→ **Problem details**:
Copy every item below line for line, changing nothing.

Begin Stored rows

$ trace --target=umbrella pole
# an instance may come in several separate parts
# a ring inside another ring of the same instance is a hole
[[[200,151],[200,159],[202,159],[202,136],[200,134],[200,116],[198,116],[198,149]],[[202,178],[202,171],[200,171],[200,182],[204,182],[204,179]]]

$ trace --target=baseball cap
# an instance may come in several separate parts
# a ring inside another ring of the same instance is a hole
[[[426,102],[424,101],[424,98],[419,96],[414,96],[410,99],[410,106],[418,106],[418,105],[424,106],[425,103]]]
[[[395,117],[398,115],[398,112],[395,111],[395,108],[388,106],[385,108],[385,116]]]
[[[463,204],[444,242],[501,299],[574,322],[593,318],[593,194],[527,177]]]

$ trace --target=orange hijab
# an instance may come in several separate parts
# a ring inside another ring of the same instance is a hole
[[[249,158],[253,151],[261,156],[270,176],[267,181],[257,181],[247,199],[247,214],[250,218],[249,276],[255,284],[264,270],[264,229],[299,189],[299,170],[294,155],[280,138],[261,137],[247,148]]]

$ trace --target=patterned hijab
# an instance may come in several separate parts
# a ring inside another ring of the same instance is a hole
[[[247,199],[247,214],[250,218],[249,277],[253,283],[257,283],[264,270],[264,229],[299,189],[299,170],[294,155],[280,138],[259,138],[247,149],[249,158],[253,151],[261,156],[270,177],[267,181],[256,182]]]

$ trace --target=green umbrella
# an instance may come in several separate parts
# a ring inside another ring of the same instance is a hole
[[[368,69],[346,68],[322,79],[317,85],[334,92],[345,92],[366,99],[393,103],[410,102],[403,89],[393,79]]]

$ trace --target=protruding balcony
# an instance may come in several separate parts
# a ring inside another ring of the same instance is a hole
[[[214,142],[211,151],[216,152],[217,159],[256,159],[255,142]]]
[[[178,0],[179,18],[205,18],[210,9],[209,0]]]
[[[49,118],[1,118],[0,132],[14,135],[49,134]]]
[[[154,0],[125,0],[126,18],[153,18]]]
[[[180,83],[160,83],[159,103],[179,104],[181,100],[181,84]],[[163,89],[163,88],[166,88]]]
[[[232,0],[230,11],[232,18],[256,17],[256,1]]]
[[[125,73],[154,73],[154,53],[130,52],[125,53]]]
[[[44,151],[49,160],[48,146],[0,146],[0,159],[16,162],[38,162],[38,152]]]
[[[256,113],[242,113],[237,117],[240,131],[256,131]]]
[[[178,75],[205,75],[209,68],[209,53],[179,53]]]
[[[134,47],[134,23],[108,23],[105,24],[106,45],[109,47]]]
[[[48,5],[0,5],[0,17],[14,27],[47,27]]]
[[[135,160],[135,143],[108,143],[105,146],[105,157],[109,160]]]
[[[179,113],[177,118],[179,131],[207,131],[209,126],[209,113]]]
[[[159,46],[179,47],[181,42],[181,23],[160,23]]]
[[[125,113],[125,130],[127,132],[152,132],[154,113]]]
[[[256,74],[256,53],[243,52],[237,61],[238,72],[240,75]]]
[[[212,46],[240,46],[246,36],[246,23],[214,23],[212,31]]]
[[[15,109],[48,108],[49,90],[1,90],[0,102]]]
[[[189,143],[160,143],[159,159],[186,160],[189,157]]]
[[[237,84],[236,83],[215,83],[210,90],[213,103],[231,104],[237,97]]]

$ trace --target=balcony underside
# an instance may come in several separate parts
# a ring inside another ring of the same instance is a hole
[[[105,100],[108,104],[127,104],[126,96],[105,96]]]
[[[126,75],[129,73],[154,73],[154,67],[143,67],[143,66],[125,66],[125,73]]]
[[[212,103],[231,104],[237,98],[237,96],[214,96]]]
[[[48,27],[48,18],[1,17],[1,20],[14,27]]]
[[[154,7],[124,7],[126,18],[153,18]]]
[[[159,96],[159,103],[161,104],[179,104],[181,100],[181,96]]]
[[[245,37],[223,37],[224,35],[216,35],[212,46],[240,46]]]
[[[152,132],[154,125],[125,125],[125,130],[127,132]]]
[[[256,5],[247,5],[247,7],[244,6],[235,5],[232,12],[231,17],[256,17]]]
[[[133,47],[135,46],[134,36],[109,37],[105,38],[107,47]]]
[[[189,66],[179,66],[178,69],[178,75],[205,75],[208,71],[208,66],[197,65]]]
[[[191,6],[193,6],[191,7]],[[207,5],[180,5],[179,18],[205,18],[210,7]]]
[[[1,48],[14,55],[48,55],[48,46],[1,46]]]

End Stored rows

→ **Full answer**:
$ trace --target=umbrella pole
# an instance may come in several separate parts
# a ring inside another ring of the same instance is a hole
[[[200,151],[200,159],[202,159],[202,136],[200,134],[200,116],[198,116],[198,149]],[[202,178],[202,171],[200,171],[200,182],[204,182],[204,179]]]

$ trace --target=baseball cap
# an instance may come in several separate parts
# a ring inside another ring of the same instance is a hole
[[[426,102],[424,101],[424,98],[419,96],[414,96],[410,99],[410,106],[418,106],[418,105],[424,106],[425,103]]]
[[[395,117],[398,115],[398,112],[395,111],[395,108],[388,106],[385,108],[385,116]]]
[[[463,204],[444,242],[501,299],[574,322],[593,318],[593,194],[527,177]]]

$ trace --target=orange hijab
# an instance may come in several separate parts
# a ring inside another ring of the same instance is a hole
[[[249,158],[253,151],[261,156],[270,176],[267,181],[257,181],[247,199],[247,214],[250,218],[249,276],[255,284],[264,270],[264,229],[299,189],[299,170],[294,155],[280,138],[261,137],[247,148]]]

$ trace --target=patterned hijab
# an instance may come in several separate parts
# a ring inside another ring of the same instance is a hole
[[[247,199],[247,214],[250,218],[249,277],[253,283],[257,283],[264,270],[264,229],[299,189],[299,170],[294,155],[280,138],[259,138],[247,149],[249,158],[253,151],[261,156],[270,177],[267,181],[256,182]]]

$ trace --target=green umbrella
# an instance may come in several separate parts
# a ring inside another ring of the same instance is a hole
[[[368,69],[346,68],[322,79],[317,85],[334,92],[345,92],[366,99],[393,103],[410,102],[403,89],[393,79]]]

$ trace --target=protruding balcony
# an instance may come in several separate parts
# a ring inside another ring of the same instance is a hole
[[[214,142],[211,151],[216,152],[217,159],[256,159],[255,142]]]
[[[178,0],[179,18],[205,18],[210,9],[209,0]]]
[[[49,118],[1,118],[0,132],[14,135],[49,134]]]
[[[154,0],[125,0],[126,18],[153,18]]]
[[[180,83],[160,83],[159,103],[179,104],[181,100],[181,84]],[[163,89],[163,88],[166,88]]]
[[[232,0],[230,11],[232,18],[256,17],[256,1]]]
[[[125,73],[154,73],[154,53],[130,52],[125,53]]]
[[[44,151],[49,160],[48,146],[0,146],[0,159],[16,162],[38,162],[38,152]]]
[[[256,113],[242,113],[237,117],[240,131],[256,131]]]
[[[178,75],[205,75],[209,68],[209,53],[179,53]]]
[[[134,47],[134,23],[108,23],[105,24],[106,45],[109,47]]]
[[[48,5],[0,5],[0,17],[14,27],[47,27]]]
[[[135,160],[135,143],[108,143],[105,146],[105,157],[109,160]]]
[[[179,113],[177,118],[179,131],[207,131],[209,126],[209,113]]]
[[[159,46],[179,47],[181,42],[181,23],[160,23]]]
[[[125,113],[125,130],[127,132],[152,132],[154,113]]]
[[[256,74],[256,53],[243,52],[237,61],[238,72],[240,75]]]
[[[212,46],[240,46],[246,36],[246,23],[214,23],[212,31]]]
[[[15,109],[48,108],[49,90],[1,90],[0,102]]]
[[[189,143],[160,143],[159,159],[186,160],[189,157]]]
[[[237,84],[236,83],[215,83],[210,90],[213,103],[231,104],[237,97]]]

$ trace --target=balcony underside
# an instance may come in several separate parts
# a ring inside another ring of the same instance is a hole
[[[105,100],[108,104],[127,104],[126,96],[105,96]]]
[[[126,75],[129,73],[154,73],[154,67],[143,67],[143,66],[125,66],[125,73]]]
[[[212,103],[231,104],[237,98],[237,96],[214,96]]]
[[[48,27],[48,18],[1,17],[1,20],[14,27]]]
[[[154,7],[124,7],[126,18],[153,18]]]
[[[159,96],[159,103],[161,104],[179,104],[181,100],[181,96]]]
[[[245,37],[223,37],[224,35],[216,35],[212,46],[240,46]]]
[[[152,132],[154,125],[125,125],[125,130],[127,132]]]
[[[256,5],[247,5],[247,7],[244,6],[235,5],[232,12],[231,17],[256,17]]]
[[[133,47],[135,46],[134,36],[109,37],[105,38],[107,47]]]
[[[189,66],[179,66],[178,69],[178,75],[205,75],[208,71],[208,66],[197,65]]]
[[[191,6],[193,6],[191,7]],[[207,5],[180,5],[179,18],[205,18],[210,7]]]
[[[1,48],[14,55],[48,55],[48,46],[1,46]]]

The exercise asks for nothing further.